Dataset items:
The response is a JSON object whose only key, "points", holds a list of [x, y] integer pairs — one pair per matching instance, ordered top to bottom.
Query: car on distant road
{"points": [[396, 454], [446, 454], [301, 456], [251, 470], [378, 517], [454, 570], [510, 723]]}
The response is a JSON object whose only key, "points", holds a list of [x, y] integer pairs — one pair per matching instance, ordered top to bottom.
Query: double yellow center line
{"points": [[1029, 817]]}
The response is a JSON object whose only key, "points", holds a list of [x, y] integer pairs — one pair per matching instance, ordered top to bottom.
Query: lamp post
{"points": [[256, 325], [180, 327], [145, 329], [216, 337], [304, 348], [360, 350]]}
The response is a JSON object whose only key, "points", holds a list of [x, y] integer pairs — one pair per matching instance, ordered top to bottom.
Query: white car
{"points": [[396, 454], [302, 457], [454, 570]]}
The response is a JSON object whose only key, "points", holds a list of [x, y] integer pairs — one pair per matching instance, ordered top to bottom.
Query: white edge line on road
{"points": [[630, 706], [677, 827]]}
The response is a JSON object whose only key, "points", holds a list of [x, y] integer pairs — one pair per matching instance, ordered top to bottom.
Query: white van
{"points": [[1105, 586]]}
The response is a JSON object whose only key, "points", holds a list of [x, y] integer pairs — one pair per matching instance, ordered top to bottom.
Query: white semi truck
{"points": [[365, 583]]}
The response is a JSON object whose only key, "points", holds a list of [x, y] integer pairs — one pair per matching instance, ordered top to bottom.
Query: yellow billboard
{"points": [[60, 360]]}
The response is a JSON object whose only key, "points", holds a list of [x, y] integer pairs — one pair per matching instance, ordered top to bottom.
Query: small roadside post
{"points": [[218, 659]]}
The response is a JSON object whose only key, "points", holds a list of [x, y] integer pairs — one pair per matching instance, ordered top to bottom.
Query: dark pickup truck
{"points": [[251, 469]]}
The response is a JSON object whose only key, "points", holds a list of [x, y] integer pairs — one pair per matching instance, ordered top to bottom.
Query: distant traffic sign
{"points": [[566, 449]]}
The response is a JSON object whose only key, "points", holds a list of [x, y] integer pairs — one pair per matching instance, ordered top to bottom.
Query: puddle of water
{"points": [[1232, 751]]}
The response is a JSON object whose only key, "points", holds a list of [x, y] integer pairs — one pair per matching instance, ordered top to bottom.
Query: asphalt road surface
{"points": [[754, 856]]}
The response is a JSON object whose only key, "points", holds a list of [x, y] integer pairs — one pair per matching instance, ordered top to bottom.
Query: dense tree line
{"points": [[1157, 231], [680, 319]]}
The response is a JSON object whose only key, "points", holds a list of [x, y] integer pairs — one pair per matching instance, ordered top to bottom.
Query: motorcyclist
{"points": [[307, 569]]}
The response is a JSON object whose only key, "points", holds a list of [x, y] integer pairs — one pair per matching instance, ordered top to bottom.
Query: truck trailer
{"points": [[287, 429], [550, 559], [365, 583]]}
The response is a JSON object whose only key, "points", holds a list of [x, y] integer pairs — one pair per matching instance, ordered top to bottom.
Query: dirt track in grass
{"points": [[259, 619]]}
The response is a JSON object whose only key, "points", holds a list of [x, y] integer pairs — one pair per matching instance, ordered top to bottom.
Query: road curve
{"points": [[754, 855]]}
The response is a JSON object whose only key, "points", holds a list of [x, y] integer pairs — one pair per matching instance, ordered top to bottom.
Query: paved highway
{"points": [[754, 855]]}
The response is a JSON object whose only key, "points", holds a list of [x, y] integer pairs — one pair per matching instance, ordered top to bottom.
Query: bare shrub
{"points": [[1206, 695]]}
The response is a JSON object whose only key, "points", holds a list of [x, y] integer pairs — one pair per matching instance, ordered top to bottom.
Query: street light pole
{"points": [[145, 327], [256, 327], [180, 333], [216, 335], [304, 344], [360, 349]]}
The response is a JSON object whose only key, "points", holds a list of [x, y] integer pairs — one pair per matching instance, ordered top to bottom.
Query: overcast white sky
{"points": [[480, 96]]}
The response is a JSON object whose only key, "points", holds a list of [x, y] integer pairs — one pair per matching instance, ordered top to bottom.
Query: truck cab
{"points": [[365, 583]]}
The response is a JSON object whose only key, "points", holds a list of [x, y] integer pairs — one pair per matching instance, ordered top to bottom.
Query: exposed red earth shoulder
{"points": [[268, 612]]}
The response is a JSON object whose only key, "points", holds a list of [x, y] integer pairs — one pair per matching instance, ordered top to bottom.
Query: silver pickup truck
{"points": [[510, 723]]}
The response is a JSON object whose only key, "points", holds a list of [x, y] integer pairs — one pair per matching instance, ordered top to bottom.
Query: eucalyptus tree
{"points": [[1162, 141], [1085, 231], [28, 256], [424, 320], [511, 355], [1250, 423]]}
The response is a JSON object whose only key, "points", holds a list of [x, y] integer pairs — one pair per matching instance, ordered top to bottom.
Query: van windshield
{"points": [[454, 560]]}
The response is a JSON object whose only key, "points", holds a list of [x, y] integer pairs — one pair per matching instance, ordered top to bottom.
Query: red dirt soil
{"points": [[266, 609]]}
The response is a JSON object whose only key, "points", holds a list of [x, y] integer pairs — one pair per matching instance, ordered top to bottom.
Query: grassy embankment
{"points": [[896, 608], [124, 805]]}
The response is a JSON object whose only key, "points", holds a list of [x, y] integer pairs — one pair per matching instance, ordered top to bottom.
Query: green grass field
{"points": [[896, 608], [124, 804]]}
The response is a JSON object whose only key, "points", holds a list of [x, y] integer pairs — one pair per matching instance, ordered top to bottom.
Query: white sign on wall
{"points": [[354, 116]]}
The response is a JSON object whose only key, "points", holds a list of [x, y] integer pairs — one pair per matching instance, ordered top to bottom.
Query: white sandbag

◆ **BRIEF**
Count the lines of the records above that contain the word "yellow" and give only the number.

◆ **SOLUTION FOR THIS PROBLEM**
2